El enunciado:
Resume en dos oraciones el texto sobre la muerte de Ornette Coleman.

Texto mostrado:

---

Amaneció con el violento fragor del impetuoso poniente, presagio de los malos augurios que luego vomitaron ondas hertzianas, titulares de prensa y redes sociales: “¡Muere Ornette Coleman, pionero del free jazz!”
¿Jazz libre? ¿Dejó de serlo en algún momento? ¿No lo fueron los primeros intérpretes del blues primitivo? ¿No lo fue Boddy Bolden, mítico trompetista de New Orleans cuando la potencia de su trompeta hacía temblar los cimientos del barrio de Storyville, no el Louis Armstrong de los Hot Five u Hot Seven, y luego Parker, y luego… El jazz nació preñado de la necesidad de gritar emociones y de la libertad para hacerlo, su germen brotó en los campos de trabajo de los esclavos negros como bálsamo al sinsabor de una vida cruel, sólo les quedaba eso, el grito libre de su alma.
Jazz y libertad son una misma cosa, sinónimos. El jazz es lo que va adelante en el tiempo y en el espacio, a lo ancho del mundo, como una carga de profundidad y, a la vez, una onda expansiva, una sucesión de explosiones que dinamitan las bases de la convención, de lo aprehendido. «Es como una maldición, tengo que seguir adelante», dijo Miles Davis, «Esto ya lo toque mañana», escribió Cortázar en el correlato de Parker que es el extraordinario cuento El Perseguidor, y «me doy cuenta de que lo único que puedo hacer es avanzar”, declaró Coltrane.
En Música negra. Jazz/Ryhthm’n & Blues (1963), Leroi Jones mantiene que tras el triunvirato Parker, Young y Hawkins, los tres saxofonistas más influyentes son Coltrane, Rollins y Ornette Coleman, y que «Coleman ha sido el más excitante e influyente innovador desde Paker… y ha conseguido influenciar a ambos, por no hablar de las miríadas de otros instrumentistas más jóvenes, no sólo saxofonistas»
Kenny Werner, al inicio de su esencial texto, Effortles Mastering. Liberating the Master Musician Within (1996), cita una serie de nombres cruciales del jazz, desde Bix Beiderbecke a Ornette Coleman, para de seguido hacer una en apariencia ingenua reflexión «¿Qué tienen en común? Todos son innovadores, la innovación es la tradición».

---

Filas extraídas:
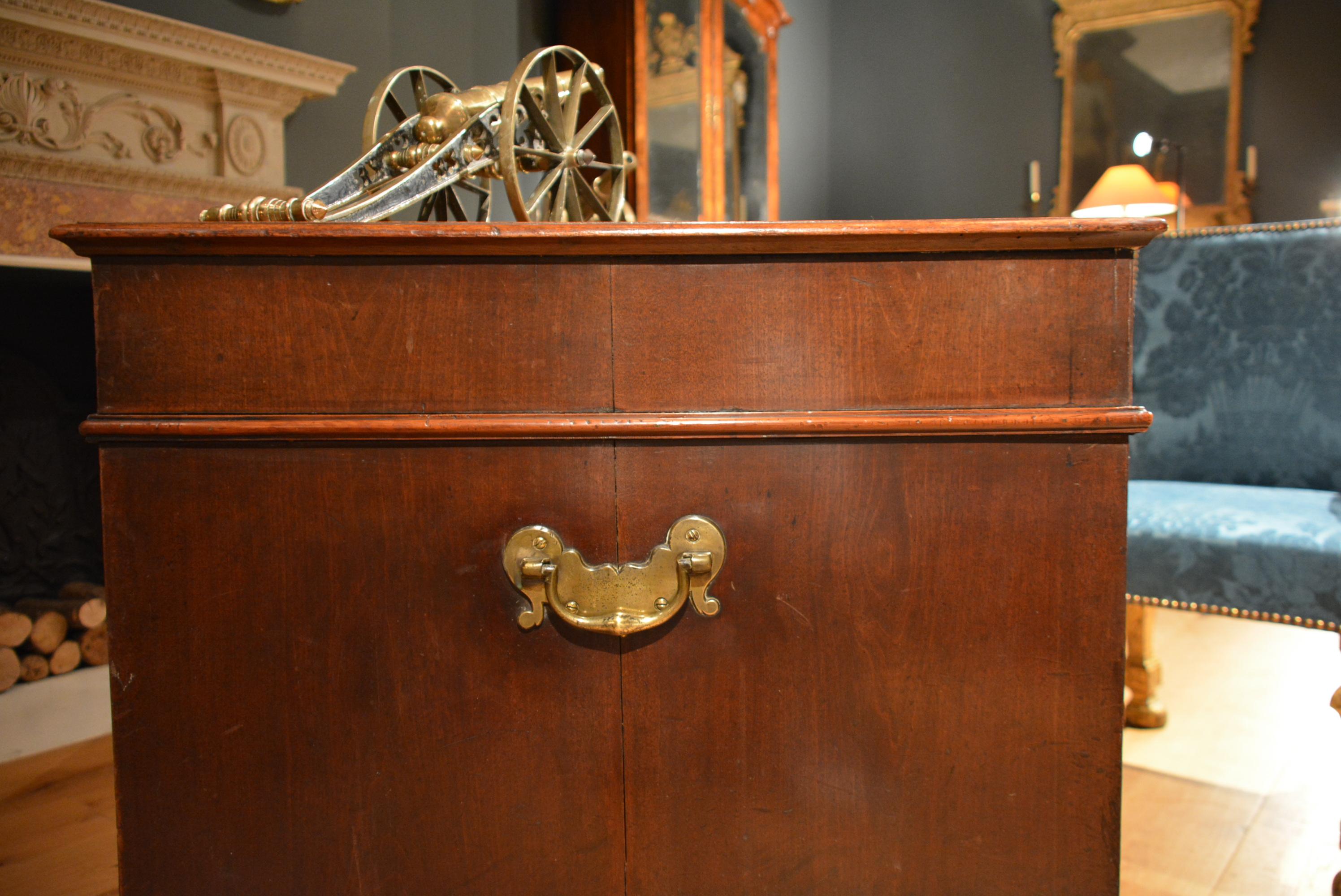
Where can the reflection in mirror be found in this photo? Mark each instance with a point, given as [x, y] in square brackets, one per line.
[1168, 78]
[674, 111]
[746, 116]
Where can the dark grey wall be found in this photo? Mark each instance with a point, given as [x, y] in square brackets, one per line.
[1292, 108]
[936, 108]
[471, 42]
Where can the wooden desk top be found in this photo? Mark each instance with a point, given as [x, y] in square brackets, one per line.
[505, 239]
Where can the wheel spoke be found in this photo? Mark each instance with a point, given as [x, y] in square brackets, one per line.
[560, 202]
[571, 109]
[553, 103]
[590, 198]
[419, 88]
[590, 128]
[540, 121]
[546, 183]
[395, 105]
[575, 202]
[542, 153]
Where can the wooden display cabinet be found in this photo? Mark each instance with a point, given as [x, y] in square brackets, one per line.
[898, 455]
[696, 84]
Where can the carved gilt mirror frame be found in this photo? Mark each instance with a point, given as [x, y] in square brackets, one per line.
[1077, 19]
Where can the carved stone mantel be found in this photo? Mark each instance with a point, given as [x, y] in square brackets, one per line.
[108, 113]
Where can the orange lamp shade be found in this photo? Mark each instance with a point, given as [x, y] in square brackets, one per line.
[1125, 191]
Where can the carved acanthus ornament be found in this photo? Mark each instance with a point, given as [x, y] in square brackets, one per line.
[98, 96]
[49, 113]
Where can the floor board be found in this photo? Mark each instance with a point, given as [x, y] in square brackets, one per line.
[1240, 796]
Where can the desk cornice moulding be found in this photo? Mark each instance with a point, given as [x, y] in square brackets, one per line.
[629, 239]
[749, 424]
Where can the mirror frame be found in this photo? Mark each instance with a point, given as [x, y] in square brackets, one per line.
[1077, 18]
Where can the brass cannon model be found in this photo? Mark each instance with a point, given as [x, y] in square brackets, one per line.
[550, 133]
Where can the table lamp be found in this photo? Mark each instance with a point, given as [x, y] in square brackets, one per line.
[1125, 191]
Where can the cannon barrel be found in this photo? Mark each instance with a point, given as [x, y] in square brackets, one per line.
[444, 114]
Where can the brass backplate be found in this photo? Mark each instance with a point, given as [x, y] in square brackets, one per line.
[616, 600]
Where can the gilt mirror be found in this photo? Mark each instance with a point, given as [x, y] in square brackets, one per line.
[1168, 70]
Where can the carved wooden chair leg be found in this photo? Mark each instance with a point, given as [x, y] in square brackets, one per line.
[1143, 671]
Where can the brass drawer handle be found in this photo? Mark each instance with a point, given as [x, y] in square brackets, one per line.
[616, 600]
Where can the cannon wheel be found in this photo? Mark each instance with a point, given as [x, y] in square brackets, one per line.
[385, 109]
[579, 184]
[396, 99]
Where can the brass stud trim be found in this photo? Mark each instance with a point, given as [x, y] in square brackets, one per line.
[1236, 612]
[1253, 228]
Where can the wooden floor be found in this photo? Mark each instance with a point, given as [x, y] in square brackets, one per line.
[1241, 796]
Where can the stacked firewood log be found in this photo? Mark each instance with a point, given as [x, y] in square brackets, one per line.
[53, 636]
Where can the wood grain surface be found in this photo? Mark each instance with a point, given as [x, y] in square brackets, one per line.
[179, 338]
[884, 332]
[350, 705]
[915, 681]
[625, 336]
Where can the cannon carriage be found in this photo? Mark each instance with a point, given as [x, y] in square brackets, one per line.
[550, 134]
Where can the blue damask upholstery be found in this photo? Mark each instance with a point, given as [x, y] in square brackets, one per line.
[1238, 353]
[1274, 551]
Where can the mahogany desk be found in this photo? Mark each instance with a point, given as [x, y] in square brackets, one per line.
[317, 440]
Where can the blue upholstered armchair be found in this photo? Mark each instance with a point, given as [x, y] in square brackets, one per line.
[1233, 502]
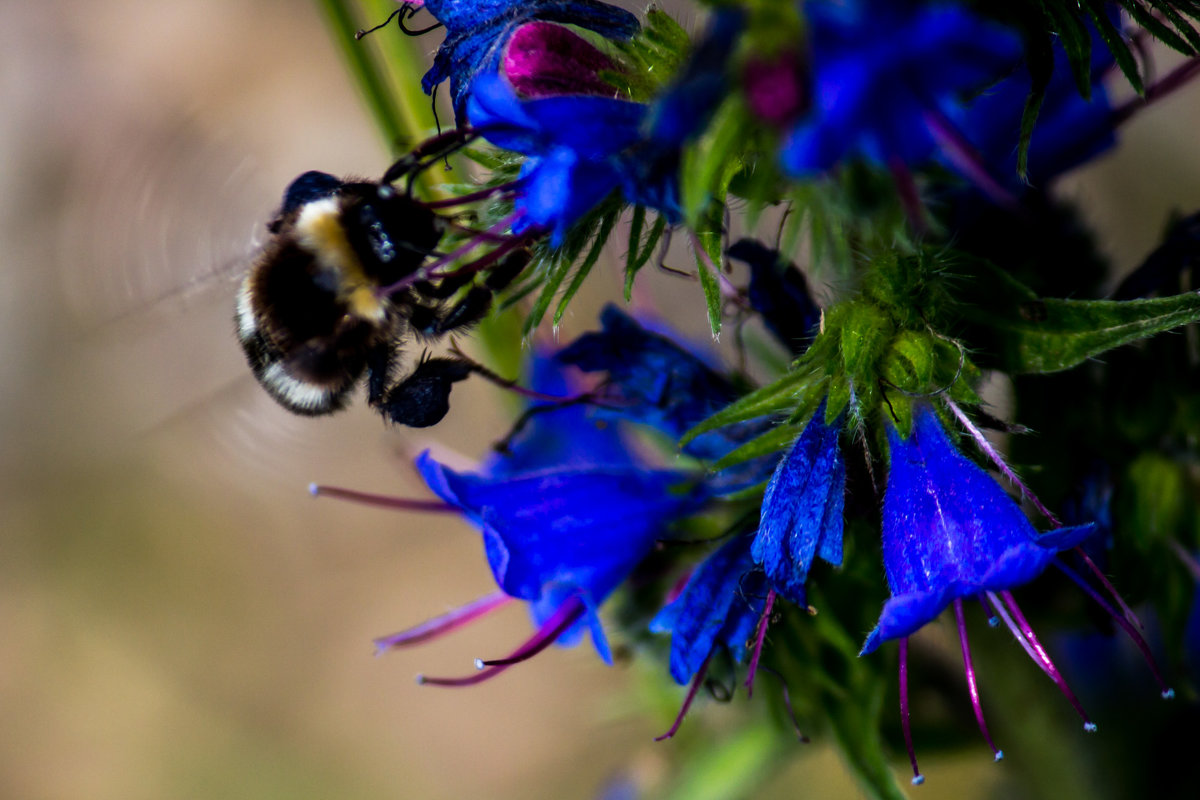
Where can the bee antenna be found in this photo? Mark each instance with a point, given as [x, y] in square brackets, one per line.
[403, 8]
[409, 12]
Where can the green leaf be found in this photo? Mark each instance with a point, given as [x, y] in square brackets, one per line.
[733, 769]
[709, 244]
[593, 256]
[1043, 336]
[1115, 43]
[640, 252]
[772, 441]
[1156, 28]
[771, 398]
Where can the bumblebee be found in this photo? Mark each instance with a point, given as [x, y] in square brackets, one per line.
[341, 287]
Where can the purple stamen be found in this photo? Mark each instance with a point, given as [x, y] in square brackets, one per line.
[553, 627]
[481, 194]
[562, 619]
[917, 777]
[1029, 639]
[972, 687]
[966, 158]
[999, 461]
[993, 619]
[687, 702]
[763, 621]
[382, 500]
[1104, 581]
[1168, 84]
[444, 624]
[910, 198]
[1138, 639]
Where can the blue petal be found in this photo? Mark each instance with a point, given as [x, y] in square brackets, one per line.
[951, 531]
[880, 68]
[802, 509]
[478, 30]
[720, 605]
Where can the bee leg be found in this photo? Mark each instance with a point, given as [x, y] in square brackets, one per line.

---

Resultado del ejercicio:
Ante la noticia de la muerte de Ornette Coleman, pionero del free jazz, el texto sostiene que el jazz siempre fue libre, pues nació como el grito libre del alma de los esclavos negros, y que jazz y libertad son sinónimos. Cita a Leroi Jones, para quien Coleman fue el innovador más excitante e influyente desde Parker, y a Kenny Werner, que cuenta a Coleman entre los innovadores del jazz y afirma que la innovación es la tradición.